Extrait source -
4. En premier lieu, l’arrêté attaqué a été signé par Mme Anne Tagand, secrétaire générale de la préfecture de la Vendée. Par un arrêté du 8 avril 2022 régulièrement publié au recueil des actes administratifs de la préfecture du 11 avril suivant, le préfet de ce département a donné à Mme B délégation à l’effet de signer « toutes les décisions en matière de droit au séjour et d’éloignement des étrangers prises dans le cadre du code de l’entrée et du séjour des étrangers et du droit d’asile ». Dès lors, le moyen tiré de l’incompétence de la signataire de l’arrêté attaqué manque en fait.

5. En deuxième lieu, l’arrêté en litige comporte les motifs utiles de droit et de fait qui constituent le fondement des décisions prises à l’encontre de Mme A. Dès lors, celle-ci n’est pas fondée à soutenir que l’une ou l’autre de ces mesures serait insuffisamment motivée.

6. En troisième lieu, il ressort des énonciations de l’arrêté contesté que le préfet a procédé, avant d’édicter les mesures prises à l’encontre de Mme A, à un examen effectif de sa situation. Il suit de là que le moyen tiré de ce qu’un tel examen n’aurait pas été opéré ne peut être accueilli.

7. En dernier lieu, il résulte de la jurisprudence de la Cour de justice de l’Union européenne que le droit d’être entendu fait partie intégrante du respect des droits de la défense, principe général du droit de l’Union. Ce droit se définit comme celui de toute personne de faire connaître, de manière utile et effective, son point de vue au cours d’une procédure administrative avant l’adoption de toute décision susceptible d’affecter de manière défavorable ses intérêts. Il n’implique toutefois pas systématiquement l’obligation pour l’administration d’organiser, de sa propre initiative, un entretien avec l’intéressé, ni même d’inviter ce dernier à produire ses observations, mais suppose seulement que, informé de ce qu’une décision lui faisant grief est susceptible d’être prise à son encontre, l’étranger soit en mesure de présenter spontanément des observations écrites ou de demander un entretien pour faire valoir ses observations orales. Toutefois, la requérante ne fait état d’aucun élément relatif à sa situation qui, s’il avait été connu du préfet de la Vendée, aurait fait obstacle à ce que soit décidée la mesure d’éloignement et les décisions connexes prises à son encontre ou qui aurait pu conduire le préfet à ne pas les prendre. Dès lors, le moyen tiré de la méconnaissance du droit d’être entendu doit être écarté.

Exercice proposé 1 -
Répondez aux questions suivantes à partir de l'extrait.
(a) De quelle date est l'arrêté par lequel le préfet a donné délégation de signature ?
(b) Quelle fonction Mme Anne Tagand occupe-t-elle ?
(c) De quel principe général du droit de l'Union le droit d'être entendu fait-il partie intégrante ?
Exercice proposé 2 -
Restituez mot pour mot le passage de l'extrait qui commence par « 5. En deuxième » et se poursuit jusqu'à « serait insuffisamment motivée. ».
Les enregistrements ne sont pas nécessaires pour ce travail.

Jeu de données -
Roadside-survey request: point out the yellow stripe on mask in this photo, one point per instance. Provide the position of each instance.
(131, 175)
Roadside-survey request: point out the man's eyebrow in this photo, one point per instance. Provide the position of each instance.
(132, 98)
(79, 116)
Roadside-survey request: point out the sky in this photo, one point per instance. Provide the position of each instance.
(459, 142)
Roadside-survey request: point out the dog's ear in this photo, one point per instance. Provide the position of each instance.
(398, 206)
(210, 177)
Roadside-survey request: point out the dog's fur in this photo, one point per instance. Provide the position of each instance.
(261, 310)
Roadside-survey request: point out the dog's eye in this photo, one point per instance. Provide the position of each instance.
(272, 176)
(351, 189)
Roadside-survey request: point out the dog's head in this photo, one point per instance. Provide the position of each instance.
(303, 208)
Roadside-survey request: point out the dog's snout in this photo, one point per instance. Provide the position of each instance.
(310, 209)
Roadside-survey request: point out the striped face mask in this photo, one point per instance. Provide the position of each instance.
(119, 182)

...

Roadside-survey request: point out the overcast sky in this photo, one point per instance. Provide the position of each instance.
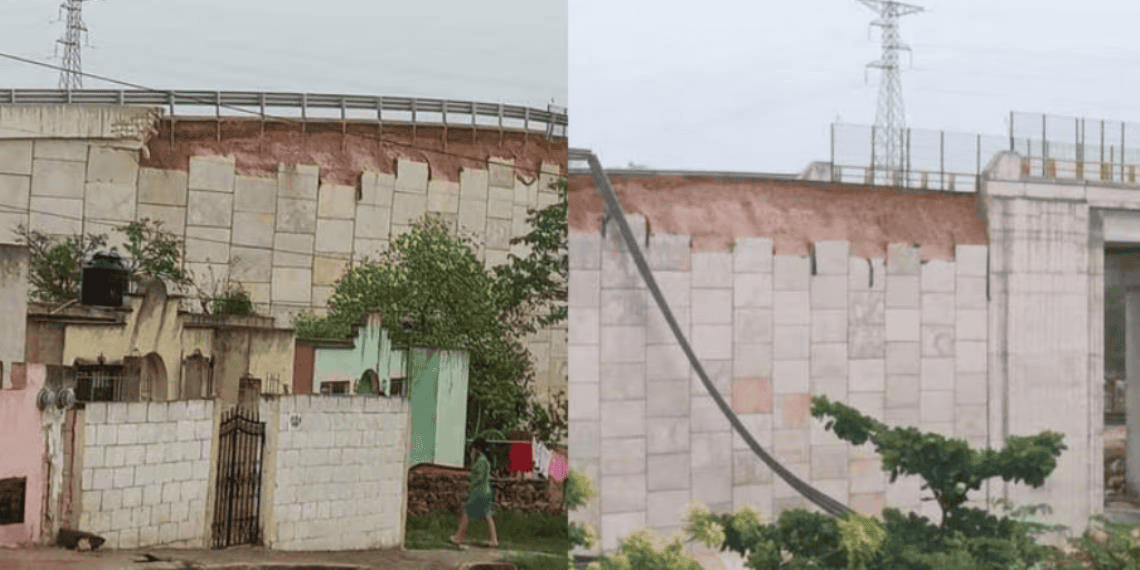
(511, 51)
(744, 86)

---

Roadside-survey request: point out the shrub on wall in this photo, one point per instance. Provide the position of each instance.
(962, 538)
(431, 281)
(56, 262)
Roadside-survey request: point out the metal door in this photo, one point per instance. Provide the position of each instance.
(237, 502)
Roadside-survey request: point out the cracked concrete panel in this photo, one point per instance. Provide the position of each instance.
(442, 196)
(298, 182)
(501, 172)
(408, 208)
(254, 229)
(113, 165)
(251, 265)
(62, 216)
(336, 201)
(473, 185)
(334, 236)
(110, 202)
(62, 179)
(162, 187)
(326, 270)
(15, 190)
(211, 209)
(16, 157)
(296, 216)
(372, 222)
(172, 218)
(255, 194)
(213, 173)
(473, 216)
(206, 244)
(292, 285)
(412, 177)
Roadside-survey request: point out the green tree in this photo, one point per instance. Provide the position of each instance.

Corrigé 1 -
(a) Du 8 avril 2022.
(b) Secrétaire générale de la préfecture de la Vendée.
(c) Du respect des droits de la défense.

Corrigé 2 -
5. En deuxième lieu, l’arrêté en litige comporte les motifs utiles de droit et de fait qui constituent le fondement des décisions prises à l’encontre de Mme A. Dès lors, celle-ci n’est pas fondée à soutenir que l’une ou l’autre de ces mesures serait insuffisamment motivée.